** Working data follows **

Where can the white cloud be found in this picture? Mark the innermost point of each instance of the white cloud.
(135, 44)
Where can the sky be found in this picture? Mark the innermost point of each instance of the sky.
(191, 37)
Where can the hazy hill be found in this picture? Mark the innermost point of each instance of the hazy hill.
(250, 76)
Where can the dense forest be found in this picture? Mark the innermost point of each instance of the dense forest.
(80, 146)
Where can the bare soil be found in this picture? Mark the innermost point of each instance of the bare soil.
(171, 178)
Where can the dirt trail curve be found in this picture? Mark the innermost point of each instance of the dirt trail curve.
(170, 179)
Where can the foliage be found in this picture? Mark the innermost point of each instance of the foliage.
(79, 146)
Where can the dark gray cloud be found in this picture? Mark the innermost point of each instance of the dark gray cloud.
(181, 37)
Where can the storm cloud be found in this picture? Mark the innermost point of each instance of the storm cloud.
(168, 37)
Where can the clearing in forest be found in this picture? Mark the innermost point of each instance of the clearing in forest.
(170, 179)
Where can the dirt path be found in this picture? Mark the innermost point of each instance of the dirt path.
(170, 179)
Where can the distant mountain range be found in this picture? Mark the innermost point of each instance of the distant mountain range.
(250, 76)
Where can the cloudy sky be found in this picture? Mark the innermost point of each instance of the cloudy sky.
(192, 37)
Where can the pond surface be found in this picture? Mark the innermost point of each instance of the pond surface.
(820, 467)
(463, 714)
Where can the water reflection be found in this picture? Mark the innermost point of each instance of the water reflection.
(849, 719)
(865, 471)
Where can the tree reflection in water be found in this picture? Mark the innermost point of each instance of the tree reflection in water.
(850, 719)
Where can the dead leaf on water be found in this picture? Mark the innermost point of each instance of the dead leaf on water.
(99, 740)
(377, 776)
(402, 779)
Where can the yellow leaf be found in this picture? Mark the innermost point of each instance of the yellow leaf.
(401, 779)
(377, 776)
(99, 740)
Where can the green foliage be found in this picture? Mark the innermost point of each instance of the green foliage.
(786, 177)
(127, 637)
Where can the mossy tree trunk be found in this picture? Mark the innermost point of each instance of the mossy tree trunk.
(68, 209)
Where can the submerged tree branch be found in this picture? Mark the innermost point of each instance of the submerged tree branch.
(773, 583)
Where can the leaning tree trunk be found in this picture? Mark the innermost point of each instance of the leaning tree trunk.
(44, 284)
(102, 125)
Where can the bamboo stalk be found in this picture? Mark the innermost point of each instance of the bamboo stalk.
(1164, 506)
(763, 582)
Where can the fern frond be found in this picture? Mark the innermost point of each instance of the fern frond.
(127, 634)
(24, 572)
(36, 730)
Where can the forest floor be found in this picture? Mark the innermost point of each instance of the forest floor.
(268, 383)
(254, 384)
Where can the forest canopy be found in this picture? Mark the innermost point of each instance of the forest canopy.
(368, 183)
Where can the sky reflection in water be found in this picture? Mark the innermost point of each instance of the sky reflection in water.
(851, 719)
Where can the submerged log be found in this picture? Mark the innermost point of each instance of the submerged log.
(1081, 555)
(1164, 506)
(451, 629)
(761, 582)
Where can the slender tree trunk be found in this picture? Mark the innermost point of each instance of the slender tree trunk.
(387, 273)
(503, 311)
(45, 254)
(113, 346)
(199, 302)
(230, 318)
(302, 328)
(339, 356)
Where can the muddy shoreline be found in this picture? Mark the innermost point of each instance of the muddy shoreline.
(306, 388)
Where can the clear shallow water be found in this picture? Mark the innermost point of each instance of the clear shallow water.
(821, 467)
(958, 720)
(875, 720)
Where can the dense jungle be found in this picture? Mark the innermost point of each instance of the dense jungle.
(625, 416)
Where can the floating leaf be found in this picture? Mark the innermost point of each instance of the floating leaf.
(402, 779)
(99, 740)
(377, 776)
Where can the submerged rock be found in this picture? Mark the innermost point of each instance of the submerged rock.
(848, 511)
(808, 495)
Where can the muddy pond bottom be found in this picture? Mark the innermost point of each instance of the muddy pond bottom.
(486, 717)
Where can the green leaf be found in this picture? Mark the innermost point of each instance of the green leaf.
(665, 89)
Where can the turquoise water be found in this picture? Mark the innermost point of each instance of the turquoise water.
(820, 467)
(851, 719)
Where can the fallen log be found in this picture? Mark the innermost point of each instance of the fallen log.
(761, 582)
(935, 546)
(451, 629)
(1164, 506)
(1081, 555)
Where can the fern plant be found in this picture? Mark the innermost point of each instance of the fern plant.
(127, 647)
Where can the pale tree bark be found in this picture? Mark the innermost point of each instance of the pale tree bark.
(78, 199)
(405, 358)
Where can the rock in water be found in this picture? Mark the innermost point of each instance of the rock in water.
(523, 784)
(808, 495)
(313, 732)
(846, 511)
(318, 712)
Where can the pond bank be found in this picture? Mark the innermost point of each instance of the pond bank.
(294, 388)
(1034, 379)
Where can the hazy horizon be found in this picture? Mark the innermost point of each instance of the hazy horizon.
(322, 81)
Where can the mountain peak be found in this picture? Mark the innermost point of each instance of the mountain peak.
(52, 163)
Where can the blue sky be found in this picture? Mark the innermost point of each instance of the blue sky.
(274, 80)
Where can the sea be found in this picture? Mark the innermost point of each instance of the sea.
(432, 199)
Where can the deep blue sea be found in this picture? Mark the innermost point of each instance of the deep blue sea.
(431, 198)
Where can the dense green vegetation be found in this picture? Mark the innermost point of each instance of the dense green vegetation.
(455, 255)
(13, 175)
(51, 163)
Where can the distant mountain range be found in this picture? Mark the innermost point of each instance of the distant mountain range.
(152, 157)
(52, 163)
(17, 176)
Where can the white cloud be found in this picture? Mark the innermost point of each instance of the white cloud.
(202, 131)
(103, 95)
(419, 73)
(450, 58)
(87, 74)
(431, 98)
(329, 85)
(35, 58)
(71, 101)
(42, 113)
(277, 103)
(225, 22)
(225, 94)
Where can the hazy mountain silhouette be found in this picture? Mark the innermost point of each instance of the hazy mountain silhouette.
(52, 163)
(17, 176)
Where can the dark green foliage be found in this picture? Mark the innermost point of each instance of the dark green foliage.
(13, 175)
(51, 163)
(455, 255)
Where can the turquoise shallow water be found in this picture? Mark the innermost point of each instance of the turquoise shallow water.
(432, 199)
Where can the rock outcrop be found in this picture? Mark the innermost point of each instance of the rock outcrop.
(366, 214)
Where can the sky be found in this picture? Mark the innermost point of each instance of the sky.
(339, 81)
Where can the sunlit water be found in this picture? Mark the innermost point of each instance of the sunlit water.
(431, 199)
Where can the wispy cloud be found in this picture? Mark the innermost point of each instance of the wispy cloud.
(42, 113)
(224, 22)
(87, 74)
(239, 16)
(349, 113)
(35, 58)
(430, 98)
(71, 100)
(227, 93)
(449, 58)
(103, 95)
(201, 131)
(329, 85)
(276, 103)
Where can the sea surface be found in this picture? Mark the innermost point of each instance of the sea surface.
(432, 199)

** End of Working data **

> _Problem details_:
Repeat each line of the data exactly as it appears above.

> _Answer to this task_:
Where can the white cloud be found in this picture? Mark the innermost point of each instance of the white cloud.
(135, 44)
Where can the sky be found in this picture? Mark the innermost point of each instance of the sky.
(191, 37)
Where can the hazy hill be found in this picture? Mark the innermost point of each instance of the hazy hill.
(250, 76)
Where can the dense forest be found in this picture? Mark the innermost point of each instance of the dense forest.
(80, 146)
Where can the bare soil be found in this picture? Mark the innermost point of each instance of the bare soil.
(171, 178)
Where can the dirt trail curve be found in this picture? Mark the innermost point of each instance of the dirt trail curve.
(170, 179)
Where can the foliage be found in this picture? Mark the innermost point of each instance of the foliage.
(79, 146)
Where can the dark gray cloud be found in this picture? Mark the innermost point of each instance of the dark gray cloud.
(181, 37)
Where can the storm cloud be found in this picture? Mark the innermost point of each instance of the storm cloud.
(168, 37)
Where can the clearing in forest be found in this picture? Mark the innermost point of each instance of the clearing in forest.
(170, 179)
Where can the dirt path be found in this picture? Mark the innermost point of each instance of the dirt path.
(170, 179)
Where can the distant mountain range be found in this picture? Mark the innermost point of each instance of the distant mountain range.
(250, 76)
Where can the cloudy sky be found in this picture? Mark the innermost point of each instance of the cloudy sky.
(192, 37)
Where can the pond surface be found in this picture? Mark the innermost point of each instance of the pond surface.
(820, 467)
(463, 714)
Where can the water reflection be found in this picture? Mark the innermost point of each instance of the water reflection.
(849, 719)
(865, 471)
Where can the tree reflection in water be found in this picture? Mark the innermost point of each instance of the tree reflection in water.
(850, 719)
Where can the dead leaf on water be found in this picture? Mark the innermost point of each instance of the dead leaf on water.
(99, 740)
(377, 776)
(402, 779)
Where can the yellow leaf be found in this picture? Mark the innermost point of each instance of the yellow leaf.
(401, 779)
(377, 776)
(99, 740)
Where can the green foliage be found in this picture? Mark the innermost point of each instance of the green foliage.
(786, 177)
(127, 637)
Where can the mossy tree trunk be found in this picture? Mark the innermost point of each instance of the mossy tree trunk.
(68, 209)
Where can the submerged tree branch be found in this picture? Mark the innermost point of each instance of the submerged tree branch.
(773, 583)
Where can the leaning tree trunk be found in this picture? Mark the innermost point of each instance of the leaning tree trunk.
(44, 284)
(102, 125)
Where can the bamboo stalk be found in this picture? Mark the innermost point of each instance of the bamboo stalk.
(1164, 506)
(763, 582)
Where can the fern frond be found in this picture? Mark the innermost point of each instance of the fern frond.
(127, 634)
(24, 572)
(36, 730)
Where can the forest floor be found in this picture? Mark the innermost point of each instance of the forest floor.
(268, 383)
(254, 384)
Where can the forest canopy be found in this picture? Mark the innermost point of each instance of the forest canopy.
(368, 183)
Where can the sky reflection in water be found in this picture? Mark the innermost point of each instance of the sky reflection in water.
(851, 719)
Where can the submerged log be found in this picture? Mark the innermost point of each instance of the submerged log.
(1081, 555)
(1164, 506)
(451, 629)
(761, 582)
Where can the slender tree trunk be found in this picture? Mark the innermost point of each instance of the slender tree trunk.
(387, 273)
(503, 311)
(45, 254)
(113, 346)
(199, 302)
(230, 318)
(302, 328)
(339, 356)
Where can the muddy shoreline be found in this picture? Mark the innermost point of each instance of the muddy shoreline.
(306, 388)
Where can the clear shallow water be found in this picture? Mark the innermost point of each instance of the clear shallow water.
(821, 467)
(958, 720)
(875, 720)
Where can the dense jungle be found in this picture? Mark the innermost point of each instance of the dense jungle.
(625, 416)
Where can the floating leaf be found in this picture? Mark the innermost point of each instance of the floating leaf.
(402, 779)
(99, 740)
(377, 776)
Where can the submerged rock be found in this picture? Mark the innermost point of each instance of the submerged rock.
(848, 511)
(808, 495)
Where can the muddy pond bottom be found in this picture? Mark the innermost point of each instance of the muddy pond bottom.
(486, 717)
Where can the green leaf be found in this picture? Mark the innermost point of each instance of the green leaf.
(665, 89)
Where can the turquoise water be found in this picture? Mark the innermost point of each instance of the turquoise water.
(820, 467)
(851, 719)
Where can the fallen log be found in this picture? Mark the innermost point of each instance of the fallen log.
(761, 582)
(935, 546)
(451, 629)
(1164, 506)
(1081, 555)
Where can the fern plant be found in this picture? Mark the innermost point of each instance of the fern plant.
(127, 647)
Where can the pale tree bark be found in this picture? Mark the innermost point of each instance of the pale tree bark.
(78, 199)
(405, 358)
Where can the rock in water be found in this picture? Mark the innermost point of each instance of the rock in water.
(523, 784)
(808, 495)
(313, 732)
(846, 511)
(318, 712)
Where can the pond bank be found in this picture? Mark the innermost point of each instance of the pond bank.
(294, 388)
(1034, 379)
Where can the hazy horizon be found in this picture? Mark the innermost point of each instance of the hazy horizon.
(322, 81)
Where can the mountain peak be found in this picture? Mark the innermost point of each instance of the mountain peak.
(52, 163)
Where can the blue sky be found in this picture? Mark the innermost point of each instance of the blue sky.
(274, 80)
Where can the sea be found in this picture? Mark the innermost point of each instance of the sea.
(432, 199)
Where can the deep blue sea be found in this picture? Mark the innermost point of each instance of the deep blue sea.
(431, 198)
Where can the dense green vegetation be found in this picture? Mark the innermost point of each instance of the dense green vegetation.
(455, 255)
(13, 175)
(51, 163)
Where can the distant mountain range be found in this picture? Mark the innermost point of each instance of the distant mountain range.
(152, 157)
(52, 163)
(17, 176)
Where can the white cloud be found in this picture? Mark the innermost point of each instance of the white cloud.
(202, 131)
(103, 95)
(419, 73)
(450, 58)
(87, 74)
(431, 98)
(329, 85)
(35, 58)
(71, 101)
(42, 113)
(277, 103)
(225, 22)
(225, 94)
Where can the hazy mountain silhouette be found in this picture? Mark the innermost point of each instance of the hazy mountain silhouette.
(52, 163)
(17, 176)
Where can the dark green foliage be found in this picture? Mark the innermost point of each instance of the dark green foliage.
(13, 175)
(51, 163)
(455, 255)
Where can the turquoise shallow water be found in this picture? Mark the innermost point of each instance of the turquoise shallow water.
(432, 199)
Where can the rock outcrop be found in this picture? Mark the innermost point of each instance of the rock outcrop.
(366, 214)
Where can the sky be found in this picture? Mark the innermost point of each instance of the sky.
(339, 81)
Where can the sunlit water be found in this picture? Mark the innermost point of each instance of the sunlit water.
(431, 199)
Where can the wispy cloud be found in this picture? Mark the innermost point of each instance of the wispy cloud.
(42, 113)
(224, 22)
(87, 74)
(239, 16)
(349, 113)
(35, 58)
(430, 98)
(71, 100)
(227, 93)
(449, 58)
(103, 95)
(201, 131)
(329, 85)
(276, 103)
Where can the sea surface be found in this picture? Mark the innermost point of each instance of the sea surface.
(432, 199)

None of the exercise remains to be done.